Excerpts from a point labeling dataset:
○ ○ ○ ○

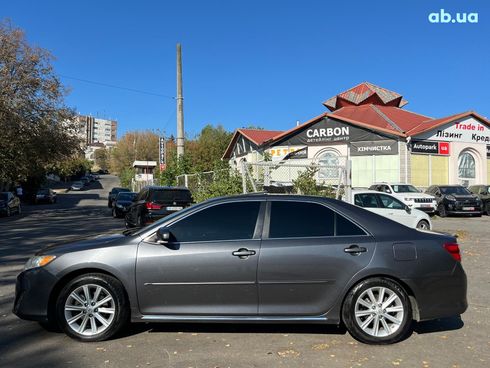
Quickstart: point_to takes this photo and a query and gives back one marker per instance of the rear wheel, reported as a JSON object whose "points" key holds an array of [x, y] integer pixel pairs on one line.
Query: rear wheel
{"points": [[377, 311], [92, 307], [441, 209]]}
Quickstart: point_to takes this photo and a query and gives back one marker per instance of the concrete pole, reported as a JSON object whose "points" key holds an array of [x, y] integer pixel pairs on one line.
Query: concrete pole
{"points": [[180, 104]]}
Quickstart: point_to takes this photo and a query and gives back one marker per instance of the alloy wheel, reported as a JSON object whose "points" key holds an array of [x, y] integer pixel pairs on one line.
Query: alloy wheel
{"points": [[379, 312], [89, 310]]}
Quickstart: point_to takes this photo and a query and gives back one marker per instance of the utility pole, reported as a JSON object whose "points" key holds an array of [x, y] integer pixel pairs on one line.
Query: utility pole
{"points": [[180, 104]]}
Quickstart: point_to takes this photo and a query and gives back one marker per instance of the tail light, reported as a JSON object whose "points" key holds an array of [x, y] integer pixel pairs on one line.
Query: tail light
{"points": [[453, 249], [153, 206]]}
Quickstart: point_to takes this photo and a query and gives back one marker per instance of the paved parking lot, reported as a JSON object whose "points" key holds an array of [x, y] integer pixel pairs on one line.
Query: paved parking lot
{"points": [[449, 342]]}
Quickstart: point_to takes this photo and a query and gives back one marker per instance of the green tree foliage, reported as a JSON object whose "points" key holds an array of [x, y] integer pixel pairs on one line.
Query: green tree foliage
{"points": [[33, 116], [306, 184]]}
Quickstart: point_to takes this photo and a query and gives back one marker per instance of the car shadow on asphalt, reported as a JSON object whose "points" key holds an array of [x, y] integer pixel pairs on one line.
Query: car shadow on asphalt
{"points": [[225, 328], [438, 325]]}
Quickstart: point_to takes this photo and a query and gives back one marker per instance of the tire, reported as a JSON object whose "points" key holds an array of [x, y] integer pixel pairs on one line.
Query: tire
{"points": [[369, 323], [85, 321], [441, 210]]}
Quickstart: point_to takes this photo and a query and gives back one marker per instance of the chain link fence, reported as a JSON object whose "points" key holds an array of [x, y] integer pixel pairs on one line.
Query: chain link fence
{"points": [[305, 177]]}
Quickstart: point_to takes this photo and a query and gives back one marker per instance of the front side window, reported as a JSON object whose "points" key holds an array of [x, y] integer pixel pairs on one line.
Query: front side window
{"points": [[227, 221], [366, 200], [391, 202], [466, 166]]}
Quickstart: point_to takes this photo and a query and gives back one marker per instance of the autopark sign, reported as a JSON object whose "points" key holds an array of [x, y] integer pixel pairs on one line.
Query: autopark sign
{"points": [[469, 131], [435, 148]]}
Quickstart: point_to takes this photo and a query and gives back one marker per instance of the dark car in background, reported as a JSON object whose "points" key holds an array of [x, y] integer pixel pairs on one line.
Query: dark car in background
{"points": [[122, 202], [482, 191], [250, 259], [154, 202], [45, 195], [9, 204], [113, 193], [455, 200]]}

○ ○ ○ ○

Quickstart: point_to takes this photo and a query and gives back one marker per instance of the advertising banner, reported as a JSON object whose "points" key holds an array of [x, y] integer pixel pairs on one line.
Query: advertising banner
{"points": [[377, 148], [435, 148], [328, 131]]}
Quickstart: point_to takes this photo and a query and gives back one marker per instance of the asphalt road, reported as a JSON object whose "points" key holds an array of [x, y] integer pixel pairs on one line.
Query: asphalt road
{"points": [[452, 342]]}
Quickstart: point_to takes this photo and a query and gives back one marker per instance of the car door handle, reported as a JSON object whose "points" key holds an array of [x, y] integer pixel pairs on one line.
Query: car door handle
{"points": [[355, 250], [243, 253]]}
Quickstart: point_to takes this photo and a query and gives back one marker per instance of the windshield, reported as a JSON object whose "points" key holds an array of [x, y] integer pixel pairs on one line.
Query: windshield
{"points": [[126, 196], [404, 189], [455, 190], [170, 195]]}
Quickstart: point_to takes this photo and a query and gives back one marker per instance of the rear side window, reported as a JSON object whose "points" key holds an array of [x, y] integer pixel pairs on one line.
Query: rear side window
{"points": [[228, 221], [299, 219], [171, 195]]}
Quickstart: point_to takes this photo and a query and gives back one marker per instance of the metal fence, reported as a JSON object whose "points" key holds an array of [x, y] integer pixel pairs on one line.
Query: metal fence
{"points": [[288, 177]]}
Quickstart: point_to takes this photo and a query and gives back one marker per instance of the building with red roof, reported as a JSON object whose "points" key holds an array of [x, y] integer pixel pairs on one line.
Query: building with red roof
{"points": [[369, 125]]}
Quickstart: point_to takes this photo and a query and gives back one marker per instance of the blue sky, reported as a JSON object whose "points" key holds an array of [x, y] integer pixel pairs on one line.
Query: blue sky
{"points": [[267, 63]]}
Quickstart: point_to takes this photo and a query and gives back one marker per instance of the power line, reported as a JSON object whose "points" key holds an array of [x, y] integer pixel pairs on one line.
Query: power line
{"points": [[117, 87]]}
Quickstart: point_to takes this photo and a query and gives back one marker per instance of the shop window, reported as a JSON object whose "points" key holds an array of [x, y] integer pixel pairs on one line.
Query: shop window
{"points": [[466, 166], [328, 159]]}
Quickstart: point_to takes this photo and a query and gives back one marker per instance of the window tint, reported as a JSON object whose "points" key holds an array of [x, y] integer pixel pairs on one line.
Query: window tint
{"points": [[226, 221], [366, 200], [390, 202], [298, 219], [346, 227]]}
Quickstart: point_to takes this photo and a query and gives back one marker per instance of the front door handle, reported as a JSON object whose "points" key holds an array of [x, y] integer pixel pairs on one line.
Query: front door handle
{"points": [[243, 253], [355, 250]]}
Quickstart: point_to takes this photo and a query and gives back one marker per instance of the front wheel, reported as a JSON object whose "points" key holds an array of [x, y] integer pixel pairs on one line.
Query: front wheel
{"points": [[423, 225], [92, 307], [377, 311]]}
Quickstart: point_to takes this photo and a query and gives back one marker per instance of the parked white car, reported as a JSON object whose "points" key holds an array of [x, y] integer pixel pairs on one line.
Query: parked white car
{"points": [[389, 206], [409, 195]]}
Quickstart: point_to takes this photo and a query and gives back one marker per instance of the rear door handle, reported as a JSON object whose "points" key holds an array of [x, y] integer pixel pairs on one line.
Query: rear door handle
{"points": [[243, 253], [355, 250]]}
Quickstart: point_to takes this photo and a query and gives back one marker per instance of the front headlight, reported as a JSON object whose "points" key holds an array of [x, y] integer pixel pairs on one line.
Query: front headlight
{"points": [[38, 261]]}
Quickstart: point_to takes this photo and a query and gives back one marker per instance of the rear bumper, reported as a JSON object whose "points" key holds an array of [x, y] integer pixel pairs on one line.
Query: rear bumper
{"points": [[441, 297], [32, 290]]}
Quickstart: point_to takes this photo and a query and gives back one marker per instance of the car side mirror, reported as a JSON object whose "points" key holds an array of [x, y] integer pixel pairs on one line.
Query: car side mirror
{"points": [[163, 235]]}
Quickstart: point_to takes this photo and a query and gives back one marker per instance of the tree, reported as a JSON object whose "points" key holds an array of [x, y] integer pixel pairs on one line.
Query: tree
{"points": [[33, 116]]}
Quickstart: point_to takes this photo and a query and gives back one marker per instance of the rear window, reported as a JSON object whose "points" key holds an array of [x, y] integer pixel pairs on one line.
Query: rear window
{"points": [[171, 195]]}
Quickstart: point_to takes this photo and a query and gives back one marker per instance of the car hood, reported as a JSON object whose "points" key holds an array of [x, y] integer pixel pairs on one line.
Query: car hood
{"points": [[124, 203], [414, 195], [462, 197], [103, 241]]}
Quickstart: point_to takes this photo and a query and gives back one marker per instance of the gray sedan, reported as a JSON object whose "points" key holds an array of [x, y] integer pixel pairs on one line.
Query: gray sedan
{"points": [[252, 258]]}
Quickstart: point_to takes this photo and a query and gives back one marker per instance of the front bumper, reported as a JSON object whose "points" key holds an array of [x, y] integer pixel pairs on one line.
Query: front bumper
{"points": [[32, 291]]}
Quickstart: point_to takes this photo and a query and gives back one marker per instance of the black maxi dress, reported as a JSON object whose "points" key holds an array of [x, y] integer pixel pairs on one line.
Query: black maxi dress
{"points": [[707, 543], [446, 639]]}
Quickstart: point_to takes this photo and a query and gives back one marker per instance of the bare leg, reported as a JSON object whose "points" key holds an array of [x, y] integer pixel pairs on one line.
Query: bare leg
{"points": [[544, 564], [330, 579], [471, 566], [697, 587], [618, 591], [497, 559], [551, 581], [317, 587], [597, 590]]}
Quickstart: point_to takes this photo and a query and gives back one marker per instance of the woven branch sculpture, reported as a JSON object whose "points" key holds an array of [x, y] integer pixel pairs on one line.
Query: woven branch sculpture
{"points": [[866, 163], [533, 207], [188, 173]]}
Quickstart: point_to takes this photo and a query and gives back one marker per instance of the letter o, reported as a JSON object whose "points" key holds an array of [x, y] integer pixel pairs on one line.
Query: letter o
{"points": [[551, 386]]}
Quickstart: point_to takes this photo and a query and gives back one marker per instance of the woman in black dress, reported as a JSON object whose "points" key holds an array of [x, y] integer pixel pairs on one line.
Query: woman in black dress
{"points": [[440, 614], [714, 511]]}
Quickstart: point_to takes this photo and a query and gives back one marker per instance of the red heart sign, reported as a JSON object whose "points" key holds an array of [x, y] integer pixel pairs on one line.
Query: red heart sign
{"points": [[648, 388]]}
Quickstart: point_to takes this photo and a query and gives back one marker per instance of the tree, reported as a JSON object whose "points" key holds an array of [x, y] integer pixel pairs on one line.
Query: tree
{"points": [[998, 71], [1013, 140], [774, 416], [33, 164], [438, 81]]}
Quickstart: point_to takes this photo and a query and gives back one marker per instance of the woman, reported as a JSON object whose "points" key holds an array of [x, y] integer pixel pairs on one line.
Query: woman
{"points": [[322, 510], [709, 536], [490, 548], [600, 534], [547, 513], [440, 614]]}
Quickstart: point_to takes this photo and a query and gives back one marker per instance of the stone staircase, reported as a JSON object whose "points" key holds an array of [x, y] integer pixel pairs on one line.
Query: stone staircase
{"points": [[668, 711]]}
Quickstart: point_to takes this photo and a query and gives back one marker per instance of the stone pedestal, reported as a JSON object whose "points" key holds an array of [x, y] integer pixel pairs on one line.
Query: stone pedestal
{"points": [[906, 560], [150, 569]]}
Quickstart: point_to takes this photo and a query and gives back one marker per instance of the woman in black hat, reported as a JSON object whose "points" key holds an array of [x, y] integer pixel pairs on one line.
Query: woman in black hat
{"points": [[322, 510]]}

○ ○ ○ ○

Work to be completed: Pull out every line of the material that contains the word "link" and list those lines.

Solution to the exercise:
Quickstart: point_to takes this photo and a query and gives back one marker per instance of the chain link fence, reported as a JSON object whose "points" key holds an array of [x, y] integer pixel pairs on one line.
Query: chain link fence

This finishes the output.